Present the lines of every record below as a numbered list, leaving out the blank lines.

^^^^

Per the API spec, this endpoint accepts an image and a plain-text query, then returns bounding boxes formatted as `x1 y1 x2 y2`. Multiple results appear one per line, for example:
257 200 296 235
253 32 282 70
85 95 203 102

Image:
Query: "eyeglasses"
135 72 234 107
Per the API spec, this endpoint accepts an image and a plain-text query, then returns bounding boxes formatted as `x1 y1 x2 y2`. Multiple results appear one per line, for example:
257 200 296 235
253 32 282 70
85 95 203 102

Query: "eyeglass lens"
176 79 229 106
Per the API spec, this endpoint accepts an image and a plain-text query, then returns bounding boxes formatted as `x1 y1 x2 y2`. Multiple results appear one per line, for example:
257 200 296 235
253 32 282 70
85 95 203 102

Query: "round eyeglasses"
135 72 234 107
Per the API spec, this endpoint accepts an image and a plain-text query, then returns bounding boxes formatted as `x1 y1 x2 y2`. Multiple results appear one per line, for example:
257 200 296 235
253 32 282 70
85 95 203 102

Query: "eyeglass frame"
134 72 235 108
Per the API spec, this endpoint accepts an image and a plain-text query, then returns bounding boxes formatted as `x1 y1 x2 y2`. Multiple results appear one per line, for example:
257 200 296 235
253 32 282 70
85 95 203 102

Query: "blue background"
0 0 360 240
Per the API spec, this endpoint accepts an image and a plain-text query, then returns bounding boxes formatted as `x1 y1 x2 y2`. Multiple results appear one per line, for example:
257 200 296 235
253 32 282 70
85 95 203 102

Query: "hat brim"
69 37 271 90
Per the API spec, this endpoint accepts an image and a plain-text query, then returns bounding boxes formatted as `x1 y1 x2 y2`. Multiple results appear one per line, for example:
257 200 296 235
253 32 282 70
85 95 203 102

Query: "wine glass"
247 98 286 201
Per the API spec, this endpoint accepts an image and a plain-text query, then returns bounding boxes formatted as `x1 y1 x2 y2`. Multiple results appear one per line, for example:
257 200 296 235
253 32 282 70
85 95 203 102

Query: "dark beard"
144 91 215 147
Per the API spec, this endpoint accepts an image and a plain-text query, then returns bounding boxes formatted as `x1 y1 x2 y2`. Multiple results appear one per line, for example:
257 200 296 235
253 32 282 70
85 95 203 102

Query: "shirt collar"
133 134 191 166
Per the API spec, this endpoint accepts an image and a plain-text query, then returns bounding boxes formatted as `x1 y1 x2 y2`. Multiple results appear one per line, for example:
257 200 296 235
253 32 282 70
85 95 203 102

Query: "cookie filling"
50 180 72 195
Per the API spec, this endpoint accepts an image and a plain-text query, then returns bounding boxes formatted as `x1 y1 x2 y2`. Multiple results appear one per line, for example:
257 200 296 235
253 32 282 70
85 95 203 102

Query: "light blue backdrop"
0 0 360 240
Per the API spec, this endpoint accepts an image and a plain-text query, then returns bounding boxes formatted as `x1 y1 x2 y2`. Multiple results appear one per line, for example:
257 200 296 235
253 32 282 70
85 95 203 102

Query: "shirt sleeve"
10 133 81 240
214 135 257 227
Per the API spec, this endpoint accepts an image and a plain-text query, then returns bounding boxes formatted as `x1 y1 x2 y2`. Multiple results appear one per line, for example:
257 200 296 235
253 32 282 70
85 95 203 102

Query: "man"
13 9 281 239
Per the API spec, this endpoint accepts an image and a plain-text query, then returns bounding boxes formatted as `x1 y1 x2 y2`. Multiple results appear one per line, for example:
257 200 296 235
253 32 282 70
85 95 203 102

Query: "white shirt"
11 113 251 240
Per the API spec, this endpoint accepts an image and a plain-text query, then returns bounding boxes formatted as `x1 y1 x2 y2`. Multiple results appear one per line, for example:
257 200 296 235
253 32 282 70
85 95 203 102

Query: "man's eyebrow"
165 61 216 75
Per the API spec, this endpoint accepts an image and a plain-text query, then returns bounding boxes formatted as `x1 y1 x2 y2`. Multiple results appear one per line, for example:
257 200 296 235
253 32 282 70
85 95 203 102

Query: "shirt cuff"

^^^^

_Response below_
1. Per the API spec, this endpoint accepts an image and a plain-text query, then returns bounding boxes formatted as `x1 y1 x2 y2`. Multiple results appear one per line, for example:
2. 257 200 296 235
3. 253 32 282 70
4. 85 95 203 102
5. Image:
6. Query: "eyeglasses"
7. 135 72 234 107
8. Per the API spec, this endpoint accepts an image and a plain-text query, then returns bounding boxes formatted as `x1 y1 x2 y2`. Multiple results appear one per line, for example:
9. 257 200 296 235
10. 253 32 282 70
11. 85 95 203 102
12. Query: "eyeglass lens"
13. 176 79 229 106
14. Per the API spec, this endpoint accepts an image and a plain-text query, then returns bounding boxes formatted as `x1 y1 x2 y2`. Multiple results appear one per line, for example:
15. 257 200 296 235
16. 253 32 282 70
17. 85 95 203 102
18. Query: "round eyeglasses"
19. 135 72 234 107
20. Per the API spec, this endpoint accepts an image and a plain-text query, then returns bounding boxes formatted as `x1 y1 x2 y2`. Multiple results appear one per line, for example:
21. 257 200 296 235
22. 253 32 282 70
23. 85 95 203 102
24. Query: "eyeglass frame"
25. 134 72 235 108
26. Per the API spec, this endpoint accepts an image and a plain-text query, then returns bounding boxes formatted as `x1 y1 x2 y2`. Multiple results appear one per line, for example:
27. 257 200 296 235
28. 253 32 282 70
29. 85 95 203 102
30. Query: "blue background"
31. 0 0 360 240
32. Per the API spec, this endpoint accepts an image and a plain-text query, then returns bounding boxes formatted as `x1 y1 x2 y2`. Multiple results appear one per line, for example:
33. 257 200 296 235
34. 253 32 282 70
35. 85 95 203 102
36. Query: "hat brim"
37. 69 37 271 90
38. Per the API spec, this endpoint accepts an image and a plain-text query, then returns bounding boxes formatted as `x1 y1 x2 y2`. Multiple results appear one per line, for example:
39. 257 200 296 235
40. 253 32 282 70
41. 85 95 203 102
42. Query: "wine glass"
43. 247 98 286 201
44. Per the API spec, this endpoint accepts an image and a plain-text query, then returns bounding boxes formatted as `x1 y1 x2 y2`. Multiple results appear one per line, for example:
45. 257 200 296 235
46. 253 32 282 70
47. 85 95 203 102
48. Query: "dark beard"
49. 144 91 215 147
50. Per the API spec, this endpoint accepts an image and a plain-text query, then returns bounding boxes formatted as `x1 y1 x2 y2`. Multiple results appear one per line, for example:
51. 257 200 296 235
52. 253 32 282 70
53. 85 95 203 102
54. Query: "shirt collar"
55. 133 134 191 166
56. Per the API spec, this endpoint accepts an image and a plain-text query, then returns bounding boxes formatted as `x1 y1 x2 y2`. Multiple results appear one per line, for example:
57. 257 200 296 235
58. 253 32 282 70
59. 85 95 203 102
60. Query: "cookie filling"
61. 50 180 72 195
62. Per the API spec, this endpoint accepts an image and a plain-text query, then returns bounding boxes formatted as `x1 y1 x2 y2`. Multiple results appear one per line, for example:
63. 257 200 296 235
64. 253 32 282 70
65. 85 95 203 102
66. Query: "light blue backdrop"
67. 0 0 360 240
68. Per the API spec, this endpoint accepts an image and a plain-text query, then returns bounding boxes formatted as `x1 y1 x2 y2`. Multiple results appear one per line, for example:
69. 257 200 296 235
70. 253 32 282 70
71. 85 95 203 102
72. Query: "shirt sleeve"
73. 10 133 81 240
74. 214 135 257 227
75. Per the API spec, this endpoint accepts an image and a plain-text query, then returns bounding boxes formatted as `x1 y1 x2 y2`. Multiple results appear one per line, for example:
76. 257 200 296 235
77. 253 32 282 70
78. 85 95 203 102
79. Query: "man"
80. 13 9 281 239
81. Per the API spec, this endpoint accepts an image and a plain-text query, then returns bounding boxes formatted as `x1 y1 x2 y2`. Multiple results appear one per line, for example:
82. 257 200 296 235
83. 253 32 282 70
84. 85 95 203 102
85. Query: "white shirt"
86. 11 113 251 240
87. Per the API spec, this endpoint accepts an image and a plain-text query, then returns bounding boxes formatted as `x1 y1 x2 y2`. Multiple results appear one per line, for example:
88. 257 200 296 235
89. 253 32 282 70
90. 85 95 203 102
91. Query: "man's eyebrow"
92. 165 61 216 75
93. Per the API spec, this endpoint accepts an image and a plain-text query, then returns bounding boxes formatted as `x1 y1 x2 y2`. Multiple results appear one per line, for example:
94. 257 200 296 235
95. 253 32 282 70
96. 85 95 203 102
97. Query: "shirt cuff"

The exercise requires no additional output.